**Your task**.
Find the line that contains "Place a point on every instance of the lone". Output it and every line after it to the end of the records, exactly as they appear.

Rows from a pointing dataset:

[START]

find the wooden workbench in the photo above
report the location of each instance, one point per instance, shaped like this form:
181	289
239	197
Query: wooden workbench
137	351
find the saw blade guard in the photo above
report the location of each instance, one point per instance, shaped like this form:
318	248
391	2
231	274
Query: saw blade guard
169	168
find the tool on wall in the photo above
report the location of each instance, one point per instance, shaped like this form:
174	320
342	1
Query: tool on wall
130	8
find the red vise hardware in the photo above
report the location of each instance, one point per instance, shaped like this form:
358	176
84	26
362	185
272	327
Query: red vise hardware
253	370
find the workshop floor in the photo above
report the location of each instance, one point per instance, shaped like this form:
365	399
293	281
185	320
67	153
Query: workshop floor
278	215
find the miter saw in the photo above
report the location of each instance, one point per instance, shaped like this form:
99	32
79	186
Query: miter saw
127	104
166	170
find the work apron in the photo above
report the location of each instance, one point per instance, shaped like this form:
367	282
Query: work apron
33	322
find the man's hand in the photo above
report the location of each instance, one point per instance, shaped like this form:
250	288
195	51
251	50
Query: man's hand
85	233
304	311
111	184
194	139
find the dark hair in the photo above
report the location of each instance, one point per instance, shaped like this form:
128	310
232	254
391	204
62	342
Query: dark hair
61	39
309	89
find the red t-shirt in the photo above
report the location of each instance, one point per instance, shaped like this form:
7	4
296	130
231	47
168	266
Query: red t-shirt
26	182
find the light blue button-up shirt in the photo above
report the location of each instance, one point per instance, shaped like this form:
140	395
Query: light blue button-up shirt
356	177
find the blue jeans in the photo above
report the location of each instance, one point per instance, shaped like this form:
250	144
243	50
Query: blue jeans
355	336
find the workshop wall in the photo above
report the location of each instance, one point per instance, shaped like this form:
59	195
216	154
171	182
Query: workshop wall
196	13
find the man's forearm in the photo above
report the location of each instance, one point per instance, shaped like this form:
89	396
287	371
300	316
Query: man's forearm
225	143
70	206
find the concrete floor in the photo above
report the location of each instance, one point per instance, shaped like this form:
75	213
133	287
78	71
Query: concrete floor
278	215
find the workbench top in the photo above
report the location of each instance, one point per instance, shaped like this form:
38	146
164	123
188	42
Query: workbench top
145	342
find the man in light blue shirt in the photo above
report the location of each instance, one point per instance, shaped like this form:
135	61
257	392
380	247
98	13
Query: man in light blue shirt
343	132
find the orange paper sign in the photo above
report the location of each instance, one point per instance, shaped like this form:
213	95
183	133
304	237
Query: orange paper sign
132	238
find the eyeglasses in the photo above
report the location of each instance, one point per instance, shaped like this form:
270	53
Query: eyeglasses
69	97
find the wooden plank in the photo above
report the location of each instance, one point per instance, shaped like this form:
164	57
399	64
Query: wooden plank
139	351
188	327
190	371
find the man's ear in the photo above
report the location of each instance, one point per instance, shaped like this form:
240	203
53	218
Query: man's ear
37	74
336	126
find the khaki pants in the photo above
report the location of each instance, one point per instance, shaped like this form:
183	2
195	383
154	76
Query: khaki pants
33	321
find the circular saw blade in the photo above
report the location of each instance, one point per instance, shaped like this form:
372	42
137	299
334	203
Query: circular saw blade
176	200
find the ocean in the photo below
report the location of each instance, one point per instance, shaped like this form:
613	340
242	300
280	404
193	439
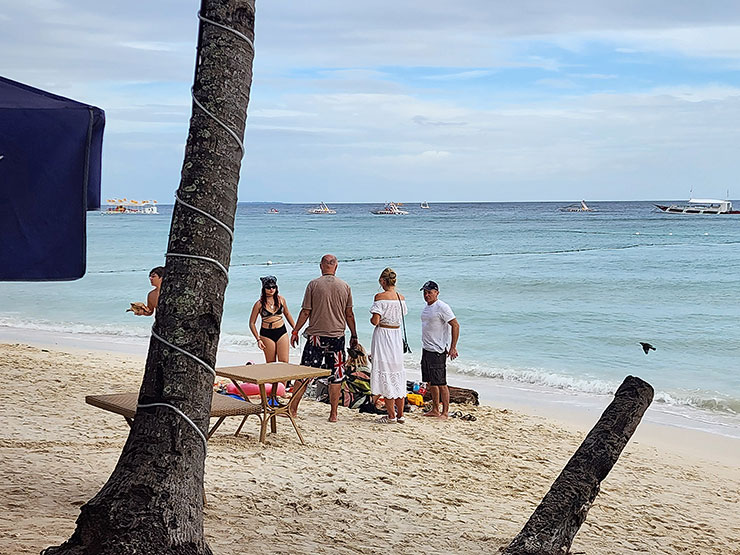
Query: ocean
547	301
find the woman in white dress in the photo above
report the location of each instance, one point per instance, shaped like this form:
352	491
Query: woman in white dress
388	376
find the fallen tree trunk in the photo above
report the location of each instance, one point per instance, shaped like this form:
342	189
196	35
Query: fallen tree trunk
460	395
554	524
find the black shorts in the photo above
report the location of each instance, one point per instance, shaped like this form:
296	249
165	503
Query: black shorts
273	334
434	367
325	352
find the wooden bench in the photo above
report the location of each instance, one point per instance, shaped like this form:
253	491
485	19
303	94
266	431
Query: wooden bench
221	407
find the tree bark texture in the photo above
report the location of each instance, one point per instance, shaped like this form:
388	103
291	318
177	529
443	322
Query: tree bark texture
553	525
153	500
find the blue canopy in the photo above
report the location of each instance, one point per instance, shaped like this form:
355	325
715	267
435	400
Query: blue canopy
50	158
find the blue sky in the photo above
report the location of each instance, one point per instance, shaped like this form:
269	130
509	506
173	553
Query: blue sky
367	101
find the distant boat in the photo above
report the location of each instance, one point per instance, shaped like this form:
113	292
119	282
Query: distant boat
390	209
322	208
582	207
125	206
700	206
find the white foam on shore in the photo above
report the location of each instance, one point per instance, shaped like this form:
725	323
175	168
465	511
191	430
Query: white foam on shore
534	391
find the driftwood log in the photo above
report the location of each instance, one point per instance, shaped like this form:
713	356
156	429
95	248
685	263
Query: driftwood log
553	525
460	395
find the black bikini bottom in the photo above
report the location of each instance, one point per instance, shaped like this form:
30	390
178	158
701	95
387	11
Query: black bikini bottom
273	334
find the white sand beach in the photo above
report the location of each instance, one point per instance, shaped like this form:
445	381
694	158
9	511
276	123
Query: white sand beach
427	486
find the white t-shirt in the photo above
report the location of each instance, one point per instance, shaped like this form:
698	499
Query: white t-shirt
435	327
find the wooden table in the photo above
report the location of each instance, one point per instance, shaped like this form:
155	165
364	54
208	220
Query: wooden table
273	372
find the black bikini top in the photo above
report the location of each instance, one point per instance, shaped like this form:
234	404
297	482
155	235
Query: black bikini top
266	313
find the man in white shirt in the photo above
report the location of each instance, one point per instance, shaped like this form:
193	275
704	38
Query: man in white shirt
439	333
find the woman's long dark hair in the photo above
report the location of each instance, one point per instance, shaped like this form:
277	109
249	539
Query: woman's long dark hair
275	297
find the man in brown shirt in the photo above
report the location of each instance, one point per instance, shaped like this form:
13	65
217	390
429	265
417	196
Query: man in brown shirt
327	306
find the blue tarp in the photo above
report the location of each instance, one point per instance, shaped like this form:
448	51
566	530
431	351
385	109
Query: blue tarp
50	159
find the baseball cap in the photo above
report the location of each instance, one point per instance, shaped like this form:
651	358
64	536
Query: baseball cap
429	285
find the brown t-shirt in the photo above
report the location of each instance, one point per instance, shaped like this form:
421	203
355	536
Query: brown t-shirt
327	297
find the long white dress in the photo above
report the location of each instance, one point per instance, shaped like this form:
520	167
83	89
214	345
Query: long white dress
388	376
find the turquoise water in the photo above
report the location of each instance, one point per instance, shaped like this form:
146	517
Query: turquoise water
543	297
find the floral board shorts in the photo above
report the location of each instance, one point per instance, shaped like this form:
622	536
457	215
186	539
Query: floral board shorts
326	352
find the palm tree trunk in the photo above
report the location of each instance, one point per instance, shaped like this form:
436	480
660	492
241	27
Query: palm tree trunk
153	500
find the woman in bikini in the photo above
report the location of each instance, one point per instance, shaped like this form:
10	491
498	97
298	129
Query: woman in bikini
271	307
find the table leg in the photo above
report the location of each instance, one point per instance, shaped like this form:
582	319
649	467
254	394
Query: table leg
267	415
301	389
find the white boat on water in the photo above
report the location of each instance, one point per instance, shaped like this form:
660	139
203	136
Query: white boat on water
322	208
578	207
390	209
699	206
125	206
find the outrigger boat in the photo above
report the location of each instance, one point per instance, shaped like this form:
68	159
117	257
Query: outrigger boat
699	206
322	208
390	209
125	206
582	207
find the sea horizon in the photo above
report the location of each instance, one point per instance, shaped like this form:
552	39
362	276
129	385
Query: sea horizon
546	300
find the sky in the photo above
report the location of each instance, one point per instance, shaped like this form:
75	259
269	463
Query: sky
410	100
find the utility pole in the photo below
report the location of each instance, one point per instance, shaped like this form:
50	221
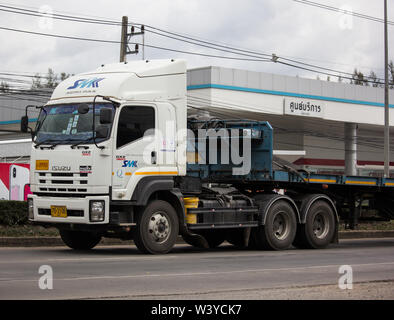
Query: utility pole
386	99
123	39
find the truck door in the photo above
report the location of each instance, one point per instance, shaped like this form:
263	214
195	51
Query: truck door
135	143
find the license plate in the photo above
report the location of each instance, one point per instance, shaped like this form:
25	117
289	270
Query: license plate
59	211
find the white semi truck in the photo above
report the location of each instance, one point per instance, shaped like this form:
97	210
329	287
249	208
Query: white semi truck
115	155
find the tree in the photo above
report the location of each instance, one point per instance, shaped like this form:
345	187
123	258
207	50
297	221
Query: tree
374	79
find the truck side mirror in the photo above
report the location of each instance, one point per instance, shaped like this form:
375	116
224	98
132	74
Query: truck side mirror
105	116
24	124
102	132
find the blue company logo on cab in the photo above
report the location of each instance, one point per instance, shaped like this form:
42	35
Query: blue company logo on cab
128	163
86	83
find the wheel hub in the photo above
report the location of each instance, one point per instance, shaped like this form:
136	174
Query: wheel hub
320	227
159	227
280	226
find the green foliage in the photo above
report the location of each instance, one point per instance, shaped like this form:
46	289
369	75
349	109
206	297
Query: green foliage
13	213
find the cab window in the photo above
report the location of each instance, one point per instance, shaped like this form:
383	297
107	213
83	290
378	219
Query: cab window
133	123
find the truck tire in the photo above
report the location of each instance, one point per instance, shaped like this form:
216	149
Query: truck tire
279	230
319	228
157	228
79	240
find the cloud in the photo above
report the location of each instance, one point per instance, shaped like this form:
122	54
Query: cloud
283	27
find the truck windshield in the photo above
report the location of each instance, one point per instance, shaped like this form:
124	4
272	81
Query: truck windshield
63	124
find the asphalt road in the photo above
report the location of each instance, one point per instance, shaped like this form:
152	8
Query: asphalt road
121	272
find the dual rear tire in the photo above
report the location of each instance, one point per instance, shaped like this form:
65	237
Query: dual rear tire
281	231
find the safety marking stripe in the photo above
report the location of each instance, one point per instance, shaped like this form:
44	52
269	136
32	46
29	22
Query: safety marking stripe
322	180
156	173
372	183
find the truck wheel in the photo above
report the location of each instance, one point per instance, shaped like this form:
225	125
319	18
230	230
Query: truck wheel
319	227
157	228
279	230
79	240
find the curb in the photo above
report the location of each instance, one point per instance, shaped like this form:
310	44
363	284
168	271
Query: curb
56	241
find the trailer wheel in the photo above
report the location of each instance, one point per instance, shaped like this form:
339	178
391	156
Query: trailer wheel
279	230
79	240
157	228
319	227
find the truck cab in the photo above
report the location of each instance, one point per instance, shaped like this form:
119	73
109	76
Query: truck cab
105	141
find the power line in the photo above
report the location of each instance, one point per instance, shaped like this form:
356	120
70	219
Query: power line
343	11
118	42
192	40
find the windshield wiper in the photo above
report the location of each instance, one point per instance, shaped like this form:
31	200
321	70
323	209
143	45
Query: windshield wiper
81	142
48	141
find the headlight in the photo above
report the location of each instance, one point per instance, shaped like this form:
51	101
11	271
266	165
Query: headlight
97	210
30	209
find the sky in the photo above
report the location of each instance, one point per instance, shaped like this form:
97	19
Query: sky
284	27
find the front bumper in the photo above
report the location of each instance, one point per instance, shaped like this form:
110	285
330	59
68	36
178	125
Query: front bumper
77	209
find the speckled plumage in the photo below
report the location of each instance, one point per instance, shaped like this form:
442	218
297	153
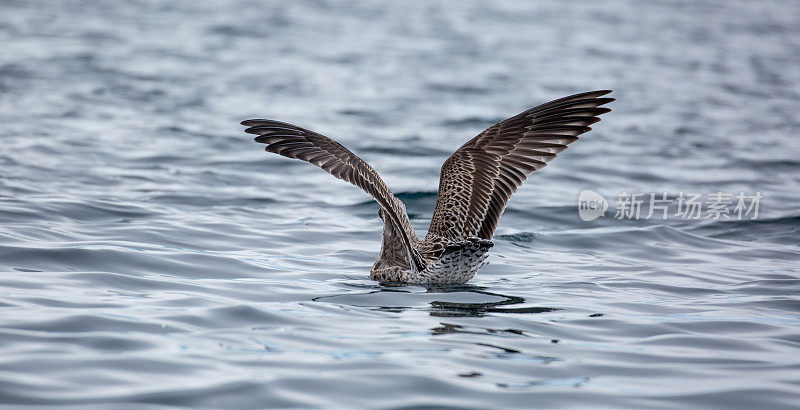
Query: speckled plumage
475	185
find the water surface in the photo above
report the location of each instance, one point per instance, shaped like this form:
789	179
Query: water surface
152	255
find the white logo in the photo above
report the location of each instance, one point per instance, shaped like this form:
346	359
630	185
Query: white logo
591	205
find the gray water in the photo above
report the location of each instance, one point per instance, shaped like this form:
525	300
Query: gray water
152	255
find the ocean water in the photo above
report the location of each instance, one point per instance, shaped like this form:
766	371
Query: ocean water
152	255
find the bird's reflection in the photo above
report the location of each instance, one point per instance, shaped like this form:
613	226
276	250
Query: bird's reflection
387	298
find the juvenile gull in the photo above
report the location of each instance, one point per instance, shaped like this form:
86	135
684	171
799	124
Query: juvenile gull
474	187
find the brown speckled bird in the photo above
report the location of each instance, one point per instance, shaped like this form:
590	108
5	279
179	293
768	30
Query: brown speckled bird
475	185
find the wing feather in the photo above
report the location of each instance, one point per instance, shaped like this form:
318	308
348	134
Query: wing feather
294	142
479	178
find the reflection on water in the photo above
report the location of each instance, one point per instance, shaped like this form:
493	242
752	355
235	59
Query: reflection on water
472	301
151	255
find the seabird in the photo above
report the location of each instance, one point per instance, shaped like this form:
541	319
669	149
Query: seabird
475	185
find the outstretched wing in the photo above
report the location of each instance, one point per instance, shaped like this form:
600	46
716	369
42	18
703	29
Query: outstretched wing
479	178
295	142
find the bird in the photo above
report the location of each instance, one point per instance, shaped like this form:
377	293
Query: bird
475	185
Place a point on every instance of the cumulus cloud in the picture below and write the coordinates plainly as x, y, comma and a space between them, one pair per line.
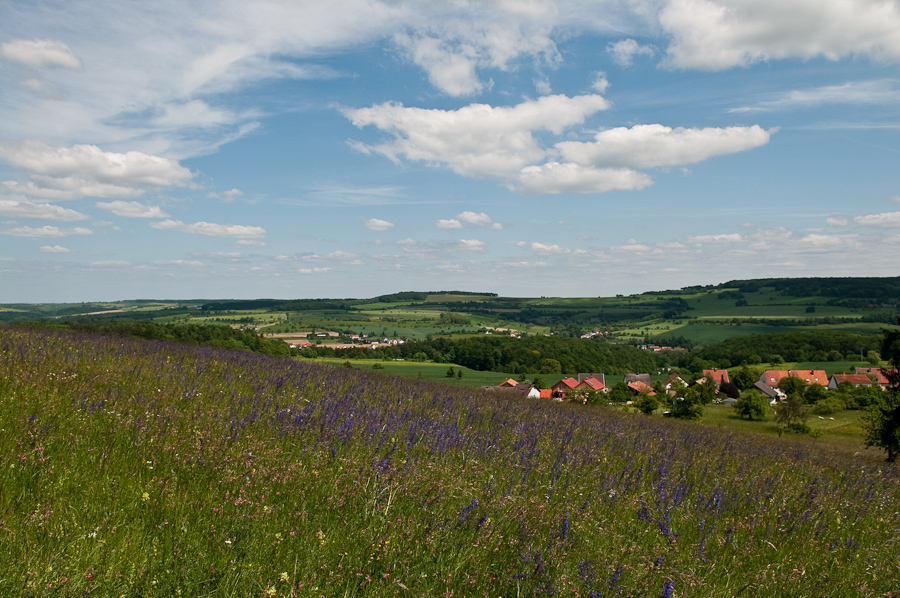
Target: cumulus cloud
39, 53
652, 146
39, 211
449, 224
228, 196
555, 177
86, 170
478, 139
885, 220
46, 232
723, 238
211, 230
478, 219
716, 35
378, 225
53, 249
624, 51
544, 249
132, 209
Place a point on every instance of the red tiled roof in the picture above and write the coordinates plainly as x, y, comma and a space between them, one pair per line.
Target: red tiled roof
877, 372
773, 377
642, 388
592, 383
720, 376
854, 379
811, 376
565, 383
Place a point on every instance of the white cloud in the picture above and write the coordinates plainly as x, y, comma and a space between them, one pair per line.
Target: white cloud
46, 232
132, 209
453, 45
723, 238
624, 51
211, 230
39, 53
478, 219
544, 249
885, 220
719, 34
554, 177
478, 139
40, 211
378, 225
228, 196
85, 170
53, 249
876, 92
651, 146
449, 224
601, 83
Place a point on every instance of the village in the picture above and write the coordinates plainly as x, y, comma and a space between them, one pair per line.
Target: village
770, 383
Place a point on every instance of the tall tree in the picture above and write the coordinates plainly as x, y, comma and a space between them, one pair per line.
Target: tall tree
881, 423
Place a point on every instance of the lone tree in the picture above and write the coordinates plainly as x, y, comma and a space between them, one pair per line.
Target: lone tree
752, 403
792, 414
881, 423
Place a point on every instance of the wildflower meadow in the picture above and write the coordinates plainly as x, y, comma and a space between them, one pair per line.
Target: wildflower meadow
139, 468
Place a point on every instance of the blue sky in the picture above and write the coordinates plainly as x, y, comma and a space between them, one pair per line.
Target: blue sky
179, 150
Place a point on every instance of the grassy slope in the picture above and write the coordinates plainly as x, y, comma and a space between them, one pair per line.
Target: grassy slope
143, 469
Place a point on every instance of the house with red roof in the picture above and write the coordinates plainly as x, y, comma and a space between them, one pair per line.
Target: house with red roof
720, 376
642, 388
563, 386
773, 377
591, 384
854, 379
811, 376
876, 373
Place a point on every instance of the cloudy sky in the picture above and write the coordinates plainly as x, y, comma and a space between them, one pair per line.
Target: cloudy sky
350, 148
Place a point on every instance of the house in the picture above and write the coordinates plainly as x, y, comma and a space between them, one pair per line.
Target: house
563, 386
773, 392
591, 384
671, 381
600, 377
773, 377
720, 376
876, 373
854, 379
811, 376
641, 388
645, 378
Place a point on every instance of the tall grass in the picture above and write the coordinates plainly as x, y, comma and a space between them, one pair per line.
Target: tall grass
149, 469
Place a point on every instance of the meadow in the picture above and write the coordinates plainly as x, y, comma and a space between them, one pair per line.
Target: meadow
137, 468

[END]

**Written solution**.
Place a point on every instance of the lone tree in the picture above and write the coordinates plainly as x, y, comma and a space between them, one pair per line.
Target: lone tree
752, 403
792, 414
881, 423
Place a point on every instance of the wildflower meadow in the picture above and write the coordinates plainly as x, y, comma and a space between them, one pair per line.
Target: wildflower meadow
139, 468
Place a point on every instance of the blue sky in the picture above and write the coordinates plainly as x, y, comma and a space between them, one pair per line.
Target: blue sky
179, 150
Place a point on every instance of the grassy slope in the picture above and write the coordinates plainly as x, y, comma and a space between them, one pair per line.
Target: grassy slope
143, 469
Place a point on every instance of the house with red roof in the picture above and write the coordinates plainly as x, y, comma and a space between them, one pair per line.
Target: house with red roof
720, 376
642, 388
563, 386
773, 377
591, 384
854, 379
811, 376
876, 373
Place a point on every instance of the cloudy sky in the picture above and write the coordinates plainly as x, y, comma and a space between them, one pair per line.
Target: cloudy sky
350, 148
Place a point on every instance of the house in the picture above and write the coordinates plainly as x, y, comma and a space between them, one pair per line.
Target: house
563, 386
773, 392
591, 384
671, 381
600, 377
773, 377
720, 376
876, 373
854, 379
811, 376
641, 388
645, 378
Place a point on every instance of the tall grass in the picture above and write the coordinates plainly as x, y, comma and a space between them, one pair per line.
Target: tall grass
149, 469
Place a point on every instance of the meadow in the picture above and write the coordinates plainly as x, y, comma and a space between them, one pair per line.
Target: meadow
137, 468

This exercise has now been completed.